Without including any images, reproduce each entry exactly.

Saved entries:
● ● ● ●
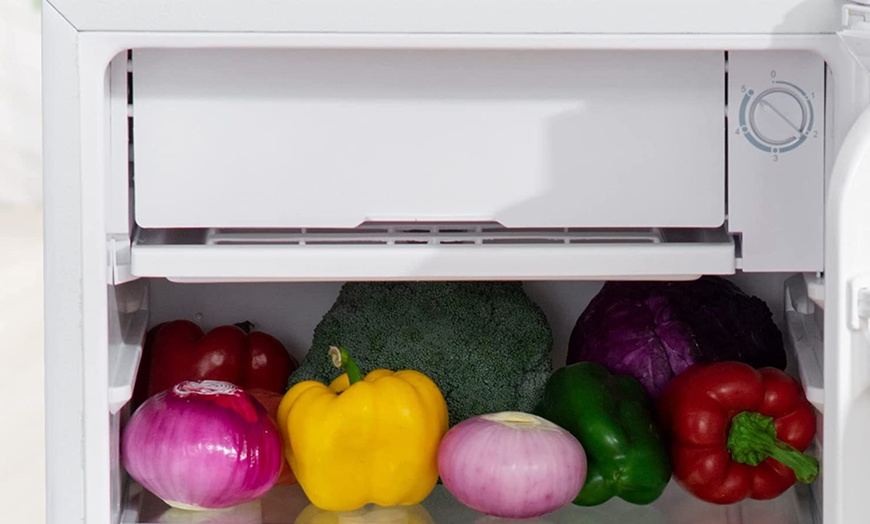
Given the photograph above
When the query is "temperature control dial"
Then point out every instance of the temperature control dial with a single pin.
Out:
(777, 119)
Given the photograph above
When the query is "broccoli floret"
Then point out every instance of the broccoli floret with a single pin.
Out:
(485, 344)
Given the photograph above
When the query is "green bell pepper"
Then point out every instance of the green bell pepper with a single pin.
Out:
(614, 420)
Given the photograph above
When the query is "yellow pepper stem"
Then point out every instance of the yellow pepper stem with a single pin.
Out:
(342, 360)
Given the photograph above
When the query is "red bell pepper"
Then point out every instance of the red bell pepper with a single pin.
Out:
(736, 432)
(180, 350)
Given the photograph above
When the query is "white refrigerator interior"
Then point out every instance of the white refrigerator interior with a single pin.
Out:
(214, 160)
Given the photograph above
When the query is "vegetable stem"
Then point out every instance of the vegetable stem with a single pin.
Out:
(342, 360)
(247, 326)
(752, 439)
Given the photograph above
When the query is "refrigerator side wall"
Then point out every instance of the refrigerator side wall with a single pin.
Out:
(64, 410)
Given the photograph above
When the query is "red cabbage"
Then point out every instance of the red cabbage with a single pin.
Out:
(655, 330)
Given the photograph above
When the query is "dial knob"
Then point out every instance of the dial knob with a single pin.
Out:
(778, 117)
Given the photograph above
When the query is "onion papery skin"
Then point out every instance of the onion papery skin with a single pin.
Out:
(202, 445)
(511, 465)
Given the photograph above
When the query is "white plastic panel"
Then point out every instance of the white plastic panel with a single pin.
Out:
(189, 256)
(333, 138)
(451, 16)
(847, 344)
(776, 159)
(804, 339)
(128, 321)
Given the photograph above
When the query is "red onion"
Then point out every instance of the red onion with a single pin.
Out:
(511, 465)
(202, 445)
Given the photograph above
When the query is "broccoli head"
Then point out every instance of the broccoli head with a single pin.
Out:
(485, 344)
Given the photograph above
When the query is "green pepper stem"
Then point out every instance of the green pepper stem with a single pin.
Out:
(752, 438)
(342, 360)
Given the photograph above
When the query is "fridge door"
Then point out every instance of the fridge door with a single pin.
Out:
(847, 330)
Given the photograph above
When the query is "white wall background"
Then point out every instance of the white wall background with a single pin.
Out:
(20, 124)
(22, 442)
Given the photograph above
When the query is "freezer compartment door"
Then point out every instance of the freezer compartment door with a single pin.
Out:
(337, 137)
(847, 329)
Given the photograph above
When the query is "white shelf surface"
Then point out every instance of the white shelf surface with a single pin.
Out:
(283, 504)
(457, 16)
(447, 252)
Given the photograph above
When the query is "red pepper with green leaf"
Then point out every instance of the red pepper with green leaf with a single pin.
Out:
(737, 432)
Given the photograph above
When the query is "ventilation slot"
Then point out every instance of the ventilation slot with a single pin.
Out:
(445, 251)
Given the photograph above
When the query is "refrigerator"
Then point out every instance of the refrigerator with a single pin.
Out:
(220, 160)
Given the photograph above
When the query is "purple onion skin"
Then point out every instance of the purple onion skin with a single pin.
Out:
(511, 469)
(202, 445)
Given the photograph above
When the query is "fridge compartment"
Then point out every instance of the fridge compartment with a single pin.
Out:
(431, 251)
(291, 310)
(335, 137)
(128, 324)
(283, 504)
(803, 335)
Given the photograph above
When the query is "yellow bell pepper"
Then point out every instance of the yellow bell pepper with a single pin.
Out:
(364, 441)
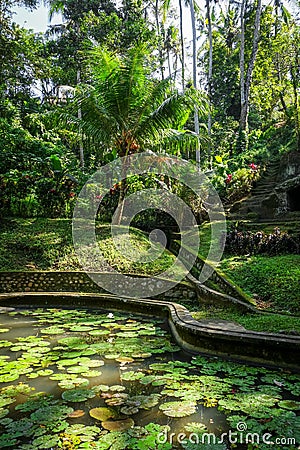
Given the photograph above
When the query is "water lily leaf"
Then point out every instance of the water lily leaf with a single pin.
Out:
(195, 427)
(144, 401)
(35, 402)
(45, 442)
(118, 425)
(147, 379)
(93, 363)
(7, 440)
(100, 388)
(102, 413)
(178, 409)
(99, 332)
(80, 328)
(92, 373)
(76, 414)
(129, 410)
(17, 389)
(8, 377)
(124, 359)
(53, 330)
(44, 373)
(77, 369)
(21, 427)
(289, 404)
(73, 383)
(72, 342)
(132, 376)
(4, 401)
(86, 433)
(52, 413)
(5, 343)
(117, 388)
(78, 395)
(3, 412)
(112, 356)
(141, 355)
● ● ● ●
## Task response
Given the photograph above
When the query is "temperature control dial"
Then point out every instance of the temperature control dial with a single pin.
Out:
(777, 119)
Given the photograph above
When the query is "broccoli floret"
Then point out every instance of the broccoli floret with a single pin.
Out:
(485, 344)
Given the photograph above
When the query is "green bell pepper"
Then point out every instance of the green bell pepper with a single pin.
Out:
(614, 420)
Given the photograph above
When the query is "yellow pepper stem"
Then point out every instance of the yellow pepper stem with a single pin.
Out:
(342, 360)
Given the photograph above
When the query is "red bell pepper"
Then point out every instance of the red bell pepper with a single pin.
Out:
(736, 432)
(180, 350)
Given the photograph above
When the query is "white refrigerator interior"
Then point out every instance of the white refrigerator interior with a single pin.
Out:
(214, 160)
Given the photograph above
When the query is "vegetable stem"
Then point out every instance of the vegetable stem with a single pin.
Out:
(342, 360)
(247, 326)
(752, 439)
Given the photograph above
When the query is "refrigerator side wall"
Then point out every instance of the refrigerator side wall with a single pin.
Out:
(64, 410)
Given the photograph above
When the query is "red cabbage"
Then point out every instance of the red cabbage with a single pin.
Out:
(655, 330)
Given the photograph above
When the query is "dial knob"
Then point out every instance of the dial knob with a single pin.
Out:
(778, 117)
Given the photograph above
When the query is "onion papery skin"
Then point out every instance of the onion papery skin with a single pin.
Out:
(202, 445)
(511, 465)
Given the photograph above
When the query is "white plastic panel"
Then point out every instance of the white plastic panel with a single pin.
Out:
(189, 256)
(333, 138)
(451, 16)
(847, 344)
(776, 159)
(804, 339)
(128, 321)
Given the photograph above
When the query is "red onion"
Then point out every instance of the red onion with a single pin.
Out:
(511, 465)
(202, 445)
Given the photograph above
When the query is "broccoli head"
Then point out every instance of the broccoli head with a single pin.
Out:
(485, 344)
Given the photograph above
When the query is "green pepper stem"
Then point out every instance of the green pepper stem with a single pin.
Out:
(752, 438)
(342, 360)
Given the photograph above
When the query is "fridge door"
Then point out every instance of the fridge door with a single pin.
Out:
(847, 330)
Given the photograph above
When the query is "white wall background"
Then point out every instance of the white wall background with a single pin.
Out:
(20, 124)
(22, 442)
Given the photograph above
When the query is "freezer compartment door"
Then point out every instance of the freezer compartment door with a single pin.
Out:
(337, 137)
(847, 329)
Given the photograph above
When the query is "white shelf surface"
Then point out every instance of the white shelf surface with a single pin.
Out:
(283, 504)
(457, 16)
(447, 252)
Given the photograph above
When the query is "red pepper with green leaf"
Then point out every instance of the red pepper with green leaf with a single pin.
Out:
(737, 432)
Given the photograph above
When the query is "ventilation slot"
Then point out every instance of the ventilation slot with a single pin.
Out:
(445, 251)
Given the photograph above
When the query is "refrigerator"
Then point out every instance of the refrigerator with a single pin.
Out:
(220, 160)
Given the photograph above
When the query is "purple onion skin"
Then point out every instance of the purple onion skin with a single pin.
Out:
(511, 469)
(202, 445)
Given the photograph above
When the query is "fridge compartment"
Then point out every instance of the fridge compartment with a single pin.
Out:
(431, 251)
(291, 310)
(335, 137)
(128, 324)
(283, 504)
(803, 335)
Given the photograph above
When the query is "yellow bell pepper"
Then point out every instance of the yellow bell pepper with a single pin.
Out:
(364, 441)
Given the photograph above
When the query is "water lily leaf"
Then point out every instance of the water lily leaf with a single pin.
Out:
(195, 427)
(144, 401)
(35, 402)
(45, 442)
(118, 425)
(147, 379)
(93, 363)
(7, 440)
(100, 388)
(102, 413)
(178, 409)
(99, 332)
(80, 328)
(92, 373)
(76, 414)
(129, 410)
(17, 389)
(8, 377)
(124, 359)
(53, 330)
(44, 373)
(77, 369)
(21, 427)
(289, 404)
(73, 383)
(72, 342)
(132, 376)
(4, 401)
(86, 433)
(52, 413)
(5, 343)
(117, 388)
(78, 395)
(3, 412)
(112, 356)
(141, 355)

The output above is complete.